DOCUMENTFRAGMENT:
Kluivende kannibaal
Vreemde epidemie waarbij moordenaars na hun daad zelfmoord plegen. Bij alle vrouwelijke slachtoffers blijkt een onderarm te zijn afgesneden.
Amaia is hoofdinspecteur van politie in Pamplona. Ze is getrouwd met James. Hij is een vrije kunstenaar en kan veel aandacht geven aan de verzorging van hun eerste aanstaande kindje.
Amaia is hoogzwanger. Groot is hun verbazing als, anders dan in de kliniek was gezegd, een jongetje ter wereld komt. De kersverse ouders zijn echter dolblij met hun kindje en noemen hem Ibai.
Terwijl James Ibai met alle zorg omringt, kan Amaia weer snel haar werk oppakken. Dat is hard nodig want er lopen twee belangrijke zaken.
Ten eerste worden er twee vrouwen omgebracht waarna de ene moordenaar zichzelf de keel doorsnijdt en de andere zich verhangt. Tot verbazing van de rechercheurs missen de beide vrouwelijke slachtoffers een onderarm. Die lijken te zijn afgezaagd. Wanneer deze lichaamsdelen worden gevonden treft men aan de stomp de afdrukken van een menselijk gebit. Heeft de moordenaar er aan zitten kluiven of is er sprake van een medeplichtige?

GEGEVENSRIJEN:
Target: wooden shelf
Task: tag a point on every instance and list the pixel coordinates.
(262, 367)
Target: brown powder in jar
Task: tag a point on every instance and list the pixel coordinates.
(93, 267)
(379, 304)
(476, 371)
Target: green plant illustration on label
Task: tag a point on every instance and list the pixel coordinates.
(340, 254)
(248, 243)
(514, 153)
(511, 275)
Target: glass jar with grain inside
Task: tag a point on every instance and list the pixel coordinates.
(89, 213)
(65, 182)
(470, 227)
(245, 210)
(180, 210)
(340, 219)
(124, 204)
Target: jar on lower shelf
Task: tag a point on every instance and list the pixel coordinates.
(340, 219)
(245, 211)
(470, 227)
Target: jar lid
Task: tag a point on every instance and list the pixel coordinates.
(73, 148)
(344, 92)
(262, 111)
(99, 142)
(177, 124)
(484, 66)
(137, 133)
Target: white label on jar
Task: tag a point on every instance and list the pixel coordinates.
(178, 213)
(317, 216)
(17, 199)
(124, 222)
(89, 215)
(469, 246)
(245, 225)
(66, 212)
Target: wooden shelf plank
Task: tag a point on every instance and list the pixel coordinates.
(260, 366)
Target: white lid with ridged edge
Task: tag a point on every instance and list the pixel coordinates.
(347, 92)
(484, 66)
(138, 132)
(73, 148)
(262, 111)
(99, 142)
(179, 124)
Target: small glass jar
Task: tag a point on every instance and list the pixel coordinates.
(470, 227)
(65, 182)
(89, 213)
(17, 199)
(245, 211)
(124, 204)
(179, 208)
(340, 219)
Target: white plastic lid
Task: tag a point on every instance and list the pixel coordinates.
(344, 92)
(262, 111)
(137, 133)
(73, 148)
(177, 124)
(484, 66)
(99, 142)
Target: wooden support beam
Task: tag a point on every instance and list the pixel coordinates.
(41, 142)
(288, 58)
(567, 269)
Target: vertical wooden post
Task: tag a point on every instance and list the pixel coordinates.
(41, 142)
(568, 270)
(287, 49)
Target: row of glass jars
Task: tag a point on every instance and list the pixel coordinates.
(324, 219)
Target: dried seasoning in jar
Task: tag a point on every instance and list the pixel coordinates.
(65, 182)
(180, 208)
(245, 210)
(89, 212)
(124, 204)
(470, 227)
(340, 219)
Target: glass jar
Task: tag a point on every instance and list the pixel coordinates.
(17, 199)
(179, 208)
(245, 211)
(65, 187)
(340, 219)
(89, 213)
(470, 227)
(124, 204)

OPDRACHT: Neem uit het documentfragment de passage van "Kluivende kannibaal" tot en met "te zijn afgesneden." letterlijk over.

ANTWOORD:
Kluivende kannibaal
Vreemde epidemie waarbij moordenaars na hun daad zelfmoord plegen. Bij alle vrouwelijke slachtoffers blijkt een onderarm te zijn afgesneden.